Selected text —
Wednesday, April 11, 2007

Forests of Tomorrow

National Geographic has two articles on forests and climate change that are interesting. First is about how forests moved north ~100 years ago when there was a warming spike after the end of the Little Ice Age:

High in the Canadian Arctic, large tracts of tundra have given way to forests of spruce trees and bushes in response to a spike of warming temperatures nearly a century ago, according to a new study. The transition took place more quickly than scientists thought, suggesting that tundra could keep shrinking as temperatures continue to warm.

With the type of warming we are seeing now, the potential exists for real and rapid change," said Ryan Danby, a biologist at the University of Alberta in Edmonton, Canada.

Danby and colleague David Hik made the findings by studying treeline, the transitional habitat where trees and bushes give way to tundra, a mixture of hardy shrubs, grasses, mosses, and lichens.

This transition zone is sensitive to temperature, Danby explained.

Danby and Hik used tree rings and other data to measure changes over the past 300 years in the density and altitude of treeline forests at six sites in the southwestern Yukon Territory (see Canada map).

"From 1700 to 1925 we saw no change at all at treeline. It was a very stagnant, very stable environment," Danby said.

"And then all of a sudden during that second quarter of the 20th century it was like somebody just flipped on a switch and something happened in the system."

In that 25-year period treeline shifted as much as 280 feet (85 meters) higher in elevation on warm, south-facing slopes, and tree density increased by as much as 65 percent on cooler, north-facing slopes.


From here.

This is really interesting since it implies that the forests mvoed north at a very quick rate once soil and warmth was present.

*scribbles notes for Greenland project*

Also, forests need to be planted in the right spots or else they might contribute to global warming.

Planting trees might not be such a good idea in the fight against global warming—at least not in high latitudes.

That's the implication of new research that finds that forests in parts of Canada, Siberia, and Scandinavia could absorb enough sunlight to warm those areas some 10 degrees Fahrenheit (5.5 degrees Celsius) over the next century compared to if those forests didn't exist.
From here.

Ah, greenies, welcome to the concept of albedo.

Supplied data —
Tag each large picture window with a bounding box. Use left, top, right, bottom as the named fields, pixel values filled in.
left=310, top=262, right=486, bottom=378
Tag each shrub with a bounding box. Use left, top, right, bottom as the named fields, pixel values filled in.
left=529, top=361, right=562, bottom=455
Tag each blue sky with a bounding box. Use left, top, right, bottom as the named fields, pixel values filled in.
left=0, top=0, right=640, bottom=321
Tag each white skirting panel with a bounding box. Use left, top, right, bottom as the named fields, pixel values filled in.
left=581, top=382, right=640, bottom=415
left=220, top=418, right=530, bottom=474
...
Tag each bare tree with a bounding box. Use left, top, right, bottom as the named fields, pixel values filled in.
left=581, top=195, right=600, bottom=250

Required action 1 —
In the forests post, how much higher in elevation did treeline shift on warm, south-facing slopes during that 25-year period?
Required action 2 —
Please retype the forests post between "In that 25-year" and "in high latitudes.", inclusive.
The records aren't needed for this.

Expected output 1 —
As much as 280 feet (85 meters).

Expected output 2 —
In that 25-year period treeline shifted as much as 280 feet (85 meters) higher in elevation on warm, south-facing slopes, and tree density increased by as much as 65 percent on cooler, north-facing slopes.


From here.

This is really interesting since it implies that the forests mvoed north at a very quick rate once soil and warmth was present.

*scribbles notes for Greenland project*

Also, forests need to be planted in the right spots or else they might contribute to global warming.

Planting trees might not be such a good idea in the fight against global warming—at least not in high latitudes.